Task statement = Look through the entries below for the string "tree", and copy each line where it is found.

Material to process =
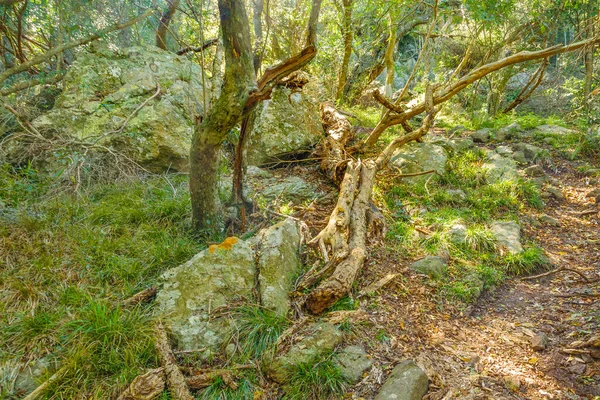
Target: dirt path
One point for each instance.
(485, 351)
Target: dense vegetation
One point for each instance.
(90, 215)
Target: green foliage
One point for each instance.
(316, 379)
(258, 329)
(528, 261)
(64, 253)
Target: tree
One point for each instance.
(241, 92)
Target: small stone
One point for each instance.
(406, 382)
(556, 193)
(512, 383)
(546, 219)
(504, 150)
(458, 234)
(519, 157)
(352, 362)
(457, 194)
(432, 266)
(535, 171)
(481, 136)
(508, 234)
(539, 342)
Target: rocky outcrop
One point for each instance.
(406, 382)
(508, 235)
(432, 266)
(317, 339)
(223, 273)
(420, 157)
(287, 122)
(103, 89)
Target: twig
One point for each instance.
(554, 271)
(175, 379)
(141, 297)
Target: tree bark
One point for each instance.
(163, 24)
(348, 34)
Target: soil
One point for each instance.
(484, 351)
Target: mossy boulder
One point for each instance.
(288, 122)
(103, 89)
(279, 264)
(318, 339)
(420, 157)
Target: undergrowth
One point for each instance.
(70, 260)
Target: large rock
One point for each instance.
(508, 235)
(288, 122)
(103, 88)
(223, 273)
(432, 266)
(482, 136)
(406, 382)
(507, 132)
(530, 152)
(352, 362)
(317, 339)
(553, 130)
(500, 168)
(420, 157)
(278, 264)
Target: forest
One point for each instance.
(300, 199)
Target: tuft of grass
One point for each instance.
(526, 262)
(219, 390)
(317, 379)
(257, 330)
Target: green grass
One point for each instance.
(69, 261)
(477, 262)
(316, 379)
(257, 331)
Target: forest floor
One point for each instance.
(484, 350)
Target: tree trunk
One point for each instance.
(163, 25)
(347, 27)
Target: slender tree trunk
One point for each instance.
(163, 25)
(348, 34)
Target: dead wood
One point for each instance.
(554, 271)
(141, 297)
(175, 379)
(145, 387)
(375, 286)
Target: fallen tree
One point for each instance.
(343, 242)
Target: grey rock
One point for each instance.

==

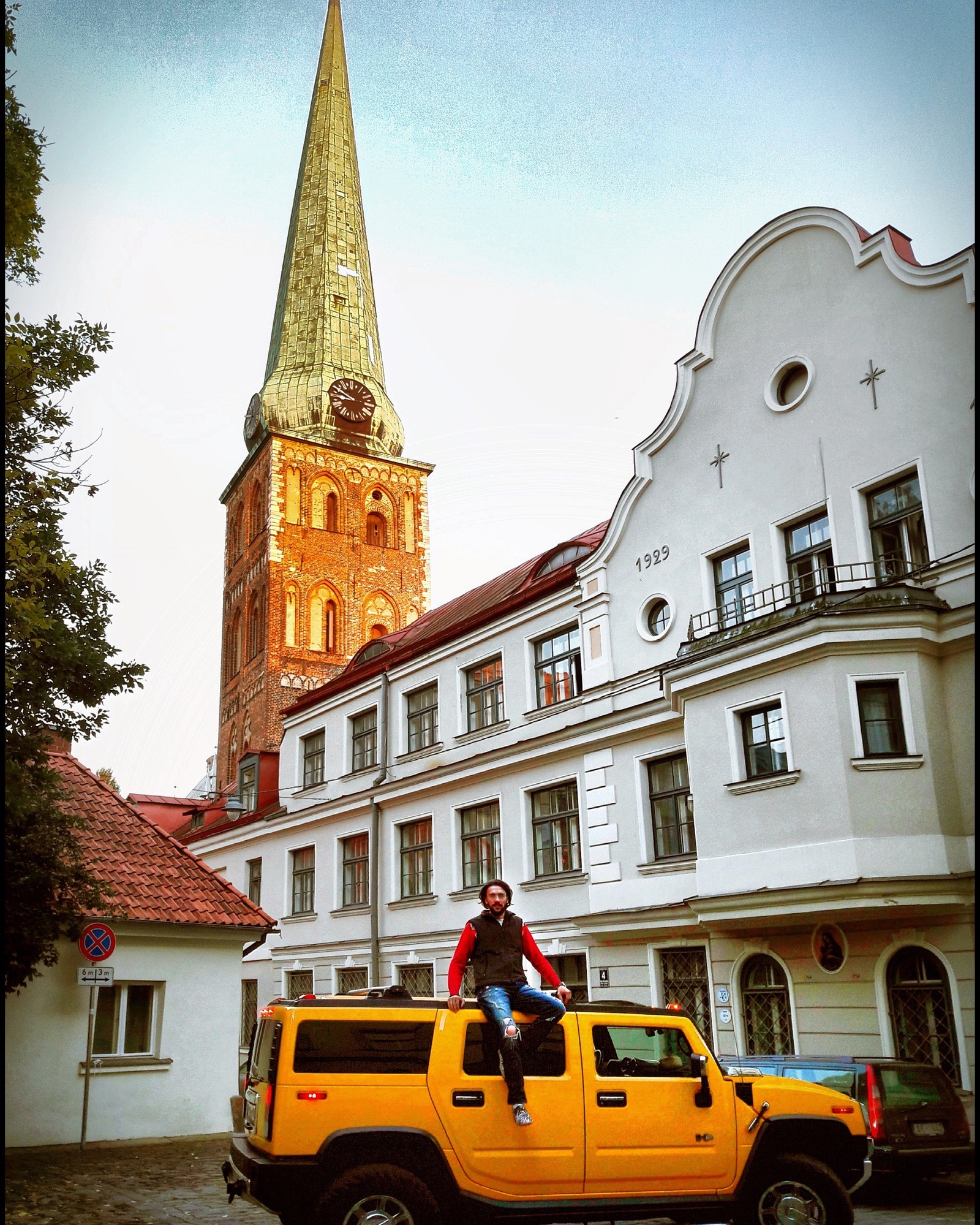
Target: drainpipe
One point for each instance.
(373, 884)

Task solution =
Target: tree
Target: tree bark
Target: tree trunk
Target: slender tree trunk
Target: fallen tree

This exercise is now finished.